***** Task data *****
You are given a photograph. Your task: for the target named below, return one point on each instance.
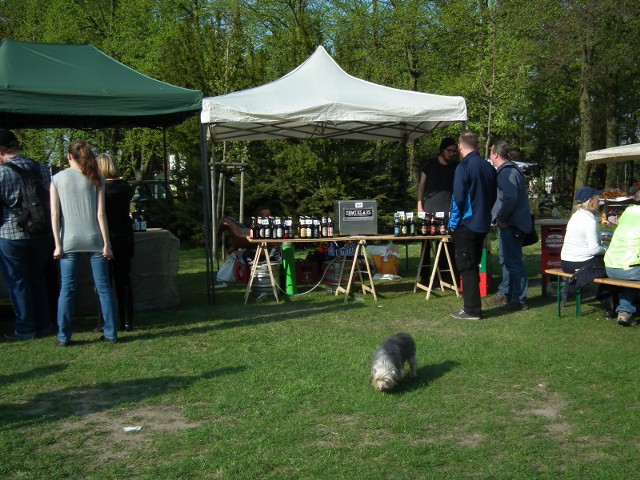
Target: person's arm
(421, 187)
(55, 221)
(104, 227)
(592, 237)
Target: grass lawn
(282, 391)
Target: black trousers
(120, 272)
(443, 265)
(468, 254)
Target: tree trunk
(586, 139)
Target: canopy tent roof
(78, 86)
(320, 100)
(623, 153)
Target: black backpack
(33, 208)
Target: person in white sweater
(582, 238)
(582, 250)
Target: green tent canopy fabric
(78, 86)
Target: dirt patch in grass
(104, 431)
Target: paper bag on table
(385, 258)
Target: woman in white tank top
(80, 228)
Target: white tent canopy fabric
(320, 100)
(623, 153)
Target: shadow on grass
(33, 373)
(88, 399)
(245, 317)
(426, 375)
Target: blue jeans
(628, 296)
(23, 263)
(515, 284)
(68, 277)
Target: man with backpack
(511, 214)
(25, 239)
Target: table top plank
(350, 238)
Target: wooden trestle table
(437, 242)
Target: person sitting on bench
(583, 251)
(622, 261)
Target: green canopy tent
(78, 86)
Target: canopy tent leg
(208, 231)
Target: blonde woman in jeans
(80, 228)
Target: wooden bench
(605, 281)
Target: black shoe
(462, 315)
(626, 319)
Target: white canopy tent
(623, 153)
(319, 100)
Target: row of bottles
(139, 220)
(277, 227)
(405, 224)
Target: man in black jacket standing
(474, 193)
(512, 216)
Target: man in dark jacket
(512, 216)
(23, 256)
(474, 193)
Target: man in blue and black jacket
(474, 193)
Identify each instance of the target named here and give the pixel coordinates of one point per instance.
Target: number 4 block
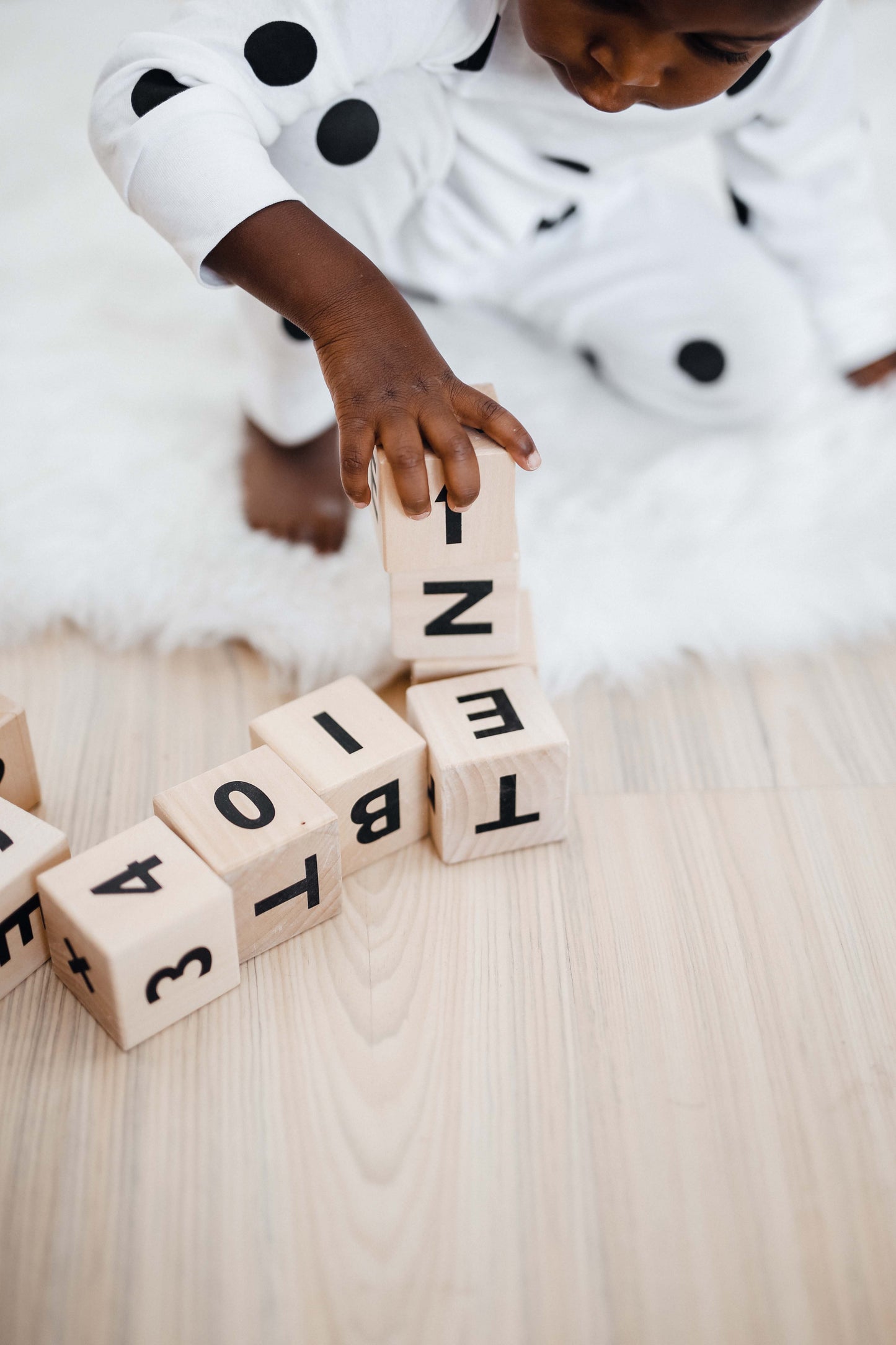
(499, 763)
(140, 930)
*****
▸ **Assignment**
The records need to be restated word for word, minus any images.

▸ **Answer to the problem**
You are given a photograph. Your task: for the target named below, return one point on each instance.
Target: person's arm
(421, 187)
(55, 221)
(104, 227)
(592, 237)
Target: grass lawn
(282, 391)
Target: black trousers
(120, 272)
(443, 265)
(468, 254)
Target: tree trunk
(586, 139)
Target: canopy tent roof
(78, 86)
(320, 100)
(623, 153)
Target: black backpack
(33, 208)
Target: person in white sweater
(582, 238)
(582, 250)
Target: green tent canopy fabric
(78, 86)
Target: dirt patch in grass
(104, 431)
Target: paper bag on table
(385, 258)
Target: woman in white tank top
(80, 228)
Target: white tent canopy fabric
(320, 100)
(623, 153)
Target: shadow on grass
(33, 373)
(88, 399)
(245, 317)
(426, 375)
Target: blue jeans
(628, 296)
(23, 263)
(515, 284)
(68, 277)
Target: man with backpack
(511, 214)
(25, 239)
Target: table top plank
(350, 238)
Target: wooden trestle table
(437, 242)
Target: person sitting on bench
(583, 251)
(622, 261)
Target: green canopy tent
(78, 86)
Target: canopy tent leg
(208, 231)
Target: blonde woman in jeans
(80, 228)
Target: wooden bench
(605, 281)
Target: black shoe
(462, 315)
(626, 319)
Target: white canopy tent
(623, 153)
(319, 100)
Target: row of bottles
(139, 220)
(277, 227)
(405, 224)
Target: man in black jacket standing
(474, 193)
(512, 216)
Target: man in dark jacket
(512, 216)
(23, 256)
(474, 193)
Target: man in blue and black jacket
(474, 193)
Identify each instance of the target named here and give the pixel coordinates of one point per instance.
Target: number 4 block
(499, 763)
(140, 930)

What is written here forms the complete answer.